Problem statement:
Output the line that contains "Please put a point on each instance of the distant" and every line after it to the end of the entries, with nothing added or left out.

Data section:

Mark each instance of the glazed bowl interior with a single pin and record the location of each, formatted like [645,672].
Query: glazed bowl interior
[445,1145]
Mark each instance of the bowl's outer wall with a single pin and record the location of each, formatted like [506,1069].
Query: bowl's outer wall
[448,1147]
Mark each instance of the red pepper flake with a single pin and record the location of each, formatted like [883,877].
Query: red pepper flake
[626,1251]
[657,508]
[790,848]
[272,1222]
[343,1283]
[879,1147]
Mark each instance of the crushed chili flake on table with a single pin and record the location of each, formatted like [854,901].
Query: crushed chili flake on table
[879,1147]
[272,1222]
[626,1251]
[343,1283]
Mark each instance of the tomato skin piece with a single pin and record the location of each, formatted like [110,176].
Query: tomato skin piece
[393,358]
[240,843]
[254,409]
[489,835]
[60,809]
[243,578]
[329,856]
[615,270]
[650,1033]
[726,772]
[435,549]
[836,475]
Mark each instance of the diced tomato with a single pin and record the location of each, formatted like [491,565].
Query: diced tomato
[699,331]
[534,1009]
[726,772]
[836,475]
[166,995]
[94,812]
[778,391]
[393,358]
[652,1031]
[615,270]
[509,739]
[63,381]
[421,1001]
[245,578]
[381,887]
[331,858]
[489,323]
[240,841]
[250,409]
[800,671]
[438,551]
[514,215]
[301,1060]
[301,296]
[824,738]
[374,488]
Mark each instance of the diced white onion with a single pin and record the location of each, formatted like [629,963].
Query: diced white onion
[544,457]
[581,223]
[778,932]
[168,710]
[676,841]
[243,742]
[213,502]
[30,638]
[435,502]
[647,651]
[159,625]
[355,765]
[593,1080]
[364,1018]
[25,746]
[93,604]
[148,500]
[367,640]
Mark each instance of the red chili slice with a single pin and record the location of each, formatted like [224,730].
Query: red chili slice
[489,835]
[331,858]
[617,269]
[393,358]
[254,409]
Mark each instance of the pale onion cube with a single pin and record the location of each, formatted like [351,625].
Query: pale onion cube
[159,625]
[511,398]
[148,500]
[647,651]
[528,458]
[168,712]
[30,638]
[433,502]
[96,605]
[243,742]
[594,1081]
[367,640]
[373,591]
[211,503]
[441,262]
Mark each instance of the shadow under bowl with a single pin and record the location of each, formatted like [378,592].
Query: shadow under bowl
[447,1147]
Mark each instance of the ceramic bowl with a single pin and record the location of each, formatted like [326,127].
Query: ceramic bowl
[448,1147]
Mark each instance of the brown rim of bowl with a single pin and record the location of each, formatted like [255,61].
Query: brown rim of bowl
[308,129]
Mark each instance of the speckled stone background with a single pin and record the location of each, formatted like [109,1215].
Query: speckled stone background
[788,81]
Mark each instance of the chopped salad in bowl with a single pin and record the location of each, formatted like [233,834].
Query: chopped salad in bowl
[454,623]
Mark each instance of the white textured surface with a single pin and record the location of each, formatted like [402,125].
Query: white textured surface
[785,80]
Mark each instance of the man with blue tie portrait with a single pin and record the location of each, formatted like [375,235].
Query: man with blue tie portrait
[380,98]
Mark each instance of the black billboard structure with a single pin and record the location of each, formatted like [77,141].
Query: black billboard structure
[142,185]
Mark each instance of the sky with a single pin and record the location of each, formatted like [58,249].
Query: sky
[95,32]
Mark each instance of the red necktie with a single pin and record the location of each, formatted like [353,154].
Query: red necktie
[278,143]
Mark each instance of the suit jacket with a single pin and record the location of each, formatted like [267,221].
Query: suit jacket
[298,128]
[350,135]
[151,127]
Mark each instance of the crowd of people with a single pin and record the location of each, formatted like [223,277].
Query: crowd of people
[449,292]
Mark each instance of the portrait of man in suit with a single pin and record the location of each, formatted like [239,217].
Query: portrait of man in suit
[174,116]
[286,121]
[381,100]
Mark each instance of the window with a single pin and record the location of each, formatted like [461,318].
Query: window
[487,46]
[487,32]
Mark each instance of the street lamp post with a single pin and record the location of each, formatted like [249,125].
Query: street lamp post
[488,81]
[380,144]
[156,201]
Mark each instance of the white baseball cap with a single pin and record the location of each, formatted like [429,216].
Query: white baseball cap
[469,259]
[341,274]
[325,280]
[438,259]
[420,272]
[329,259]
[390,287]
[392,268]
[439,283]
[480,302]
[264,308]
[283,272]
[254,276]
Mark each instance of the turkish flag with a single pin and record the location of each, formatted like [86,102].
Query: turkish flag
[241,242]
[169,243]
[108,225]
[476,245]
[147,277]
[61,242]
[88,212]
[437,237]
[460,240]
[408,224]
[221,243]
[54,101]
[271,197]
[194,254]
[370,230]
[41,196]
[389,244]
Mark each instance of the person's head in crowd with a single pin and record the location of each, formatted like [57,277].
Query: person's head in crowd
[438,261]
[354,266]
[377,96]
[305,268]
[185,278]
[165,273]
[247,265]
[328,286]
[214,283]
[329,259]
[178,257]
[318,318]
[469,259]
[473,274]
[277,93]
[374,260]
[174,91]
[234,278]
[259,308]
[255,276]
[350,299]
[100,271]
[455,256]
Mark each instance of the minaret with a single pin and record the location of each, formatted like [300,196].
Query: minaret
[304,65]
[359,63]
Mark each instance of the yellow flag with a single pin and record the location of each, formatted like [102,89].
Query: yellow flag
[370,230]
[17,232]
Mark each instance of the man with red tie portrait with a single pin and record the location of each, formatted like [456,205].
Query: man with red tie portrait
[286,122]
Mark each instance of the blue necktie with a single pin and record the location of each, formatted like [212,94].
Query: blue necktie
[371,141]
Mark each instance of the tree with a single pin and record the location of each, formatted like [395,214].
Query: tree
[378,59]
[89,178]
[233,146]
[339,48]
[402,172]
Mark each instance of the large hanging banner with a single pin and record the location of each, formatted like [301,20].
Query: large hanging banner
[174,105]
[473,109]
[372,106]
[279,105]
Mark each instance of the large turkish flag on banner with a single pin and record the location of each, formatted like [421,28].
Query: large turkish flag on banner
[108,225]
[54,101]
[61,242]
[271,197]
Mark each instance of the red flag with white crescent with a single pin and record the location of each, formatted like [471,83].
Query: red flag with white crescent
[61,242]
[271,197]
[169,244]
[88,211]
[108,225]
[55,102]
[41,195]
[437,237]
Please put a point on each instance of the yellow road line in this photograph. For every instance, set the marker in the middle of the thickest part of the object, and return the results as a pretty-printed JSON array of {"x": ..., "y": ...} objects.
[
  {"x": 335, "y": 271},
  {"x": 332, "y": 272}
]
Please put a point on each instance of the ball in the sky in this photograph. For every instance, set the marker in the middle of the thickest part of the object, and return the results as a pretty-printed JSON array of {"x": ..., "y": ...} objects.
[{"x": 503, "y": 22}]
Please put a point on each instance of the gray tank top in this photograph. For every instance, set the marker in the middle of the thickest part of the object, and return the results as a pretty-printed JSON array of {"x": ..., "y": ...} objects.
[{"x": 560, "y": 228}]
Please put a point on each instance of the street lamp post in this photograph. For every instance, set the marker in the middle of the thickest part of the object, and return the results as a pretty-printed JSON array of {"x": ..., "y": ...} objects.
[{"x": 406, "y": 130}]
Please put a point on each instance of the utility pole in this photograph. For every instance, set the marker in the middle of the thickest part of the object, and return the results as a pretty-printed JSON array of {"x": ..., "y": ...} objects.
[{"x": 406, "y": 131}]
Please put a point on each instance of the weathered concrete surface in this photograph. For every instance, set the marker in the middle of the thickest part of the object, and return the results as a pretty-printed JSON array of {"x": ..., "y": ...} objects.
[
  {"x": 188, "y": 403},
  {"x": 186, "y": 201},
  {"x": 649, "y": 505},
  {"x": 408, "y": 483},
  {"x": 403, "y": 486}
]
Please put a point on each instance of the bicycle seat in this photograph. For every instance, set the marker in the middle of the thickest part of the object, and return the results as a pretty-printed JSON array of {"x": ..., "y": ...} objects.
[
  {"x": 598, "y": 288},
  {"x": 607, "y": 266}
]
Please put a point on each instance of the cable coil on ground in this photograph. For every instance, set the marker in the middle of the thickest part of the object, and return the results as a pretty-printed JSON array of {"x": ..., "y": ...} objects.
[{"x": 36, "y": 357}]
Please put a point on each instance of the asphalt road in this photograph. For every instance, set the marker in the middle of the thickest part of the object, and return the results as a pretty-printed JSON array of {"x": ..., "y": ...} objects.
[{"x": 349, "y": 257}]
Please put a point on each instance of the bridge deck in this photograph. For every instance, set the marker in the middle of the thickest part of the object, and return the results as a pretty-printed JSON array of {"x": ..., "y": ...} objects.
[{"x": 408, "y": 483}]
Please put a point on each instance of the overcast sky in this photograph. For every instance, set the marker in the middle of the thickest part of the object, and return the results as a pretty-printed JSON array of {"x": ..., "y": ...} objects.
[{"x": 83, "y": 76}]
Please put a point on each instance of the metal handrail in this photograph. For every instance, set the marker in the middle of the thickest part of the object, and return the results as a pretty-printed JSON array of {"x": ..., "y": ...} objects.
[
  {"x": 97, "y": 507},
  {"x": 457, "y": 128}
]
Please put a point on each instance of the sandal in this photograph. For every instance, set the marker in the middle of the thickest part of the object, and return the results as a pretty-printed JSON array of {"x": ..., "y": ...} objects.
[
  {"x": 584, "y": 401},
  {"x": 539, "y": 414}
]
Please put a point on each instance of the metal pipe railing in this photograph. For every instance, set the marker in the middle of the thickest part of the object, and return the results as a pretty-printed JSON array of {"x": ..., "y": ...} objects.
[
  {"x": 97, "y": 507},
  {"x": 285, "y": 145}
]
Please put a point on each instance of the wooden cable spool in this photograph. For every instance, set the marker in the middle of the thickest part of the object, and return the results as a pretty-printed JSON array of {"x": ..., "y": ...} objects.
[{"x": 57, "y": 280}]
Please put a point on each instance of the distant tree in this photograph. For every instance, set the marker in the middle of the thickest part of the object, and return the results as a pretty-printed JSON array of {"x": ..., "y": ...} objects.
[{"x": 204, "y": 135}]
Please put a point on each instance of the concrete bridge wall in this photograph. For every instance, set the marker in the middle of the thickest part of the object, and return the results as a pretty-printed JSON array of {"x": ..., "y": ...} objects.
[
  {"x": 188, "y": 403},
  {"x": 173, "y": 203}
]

Task output:
Please put a point on each instance of the distant tree in this photograph. For every instance, set the marker in the middle of the thickest part of the object, and return the results as a pretty-printed JSON array of {"x": ..., "y": ...} objects.
[{"x": 204, "y": 135}]
Please put a point on each instance of the concrete bridge wall in this photograph. For every instance, set the marker in the middle of the thickest part of the object, and return the results as a pretty-printed JSON array of {"x": ..., "y": ...} objects.
[
  {"x": 188, "y": 403},
  {"x": 173, "y": 203}
]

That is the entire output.